→ **Assigned task**: Every entry needs to be reproduced exactly.

→ **Information**:
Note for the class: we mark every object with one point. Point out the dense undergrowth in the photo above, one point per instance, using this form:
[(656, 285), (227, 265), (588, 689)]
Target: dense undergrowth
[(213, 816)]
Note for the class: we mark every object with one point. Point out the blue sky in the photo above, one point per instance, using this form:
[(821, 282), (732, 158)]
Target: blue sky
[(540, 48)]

→ **Final answer**:
Note for the class: we mark every object with one point. Point out the dense undergrowth in the photo above, one point per instance, using this form:
[(656, 285), (227, 265), (588, 689)]
Target: dense undergrowth
[(213, 816)]
Note for the class: we mark every object with one point. Point out the blue sky in the photo above, one point per instance, using this form:
[(821, 282), (732, 158)]
Target: blue sky
[(540, 48)]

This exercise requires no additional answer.